It’s time they faced the music.
Congress can’t sit idly by as Big Tech uses its outsized influence to unfairly shut companies out of the marketplace, cozies up to communist China, and silences conservative voices.
Let me be clear – big is not necessarily bad. In fact, big is often a force for good.
However, Congress can’t sit idly by as Big Tech uses its outsized influence to unfairly shut companies out of the marketplace, cozies up to communist China, and silences conservative voices.
President Trump also jumped into the fray, tweeting that Congress needs to bring fairness to Big Tech.
After a year of investigating Big Tech’s anti-competitive practices, I agree with President Trump.
The House Judiciary Committee’s antitrust subcommittee has reviewed more than 1.3 million documents and heard from hundreds of small and medium-sized businesses that have been negatively impacted by Big Tech’s harmful business practices.
After reviewing all this evidence, it’s clear that we can’t allow the status quo to continue.
######
• _OBJECTIVES_
1/ According to the passage on Big Tech, how many documents has the House Judiciary Committee's antitrust subcommittee reviewed?
2/ Summarize the passage on Big Tech in two sentences.
3/ Write out the passage on Big Tech word for word, from "However, Congress can’t" to "harmful business practices.".

• _DATA EXCERPT_
######
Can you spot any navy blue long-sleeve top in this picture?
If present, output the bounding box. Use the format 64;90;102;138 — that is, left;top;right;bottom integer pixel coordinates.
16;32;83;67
######
• _EXERCISE RESULTS_
1/ More than 1.3 million documents.

2/ The passage argues that, although big is not necessarily bad, Congress cannot sit idly by while Big Tech unfairly shuts companies out of the marketplace, cozies up to communist China, and silences conservative voices. After a year of investigation in which the House Judiciary Committee's antitrust subcommittee reviewed more than 1.3 million documents and heard from hundreds of negatively affected businesses, the writer agrees with President Trump's call for fairness and concludes that the status quo cannot continue.

3/
However, Congress can’t sit idly by as Big Tech uses its outsized influence to unfairly shut companies out of the marketplace, cozies up to communist China, and silences conservative voices.
President Trump also jumped into the fray, tweeting that Congress needs to bring fairness to Big Tech.
After a year of investigating Big Tech’s anti-competitive practices, I agree with President Trump.
The House Judiciary Committee’s antitrust subcommittee has reviewed more than 1.3 million documents and heard from hundreds of small and medium-sized businesses that have been negatively impacted by Big Tech’s harmful business practices.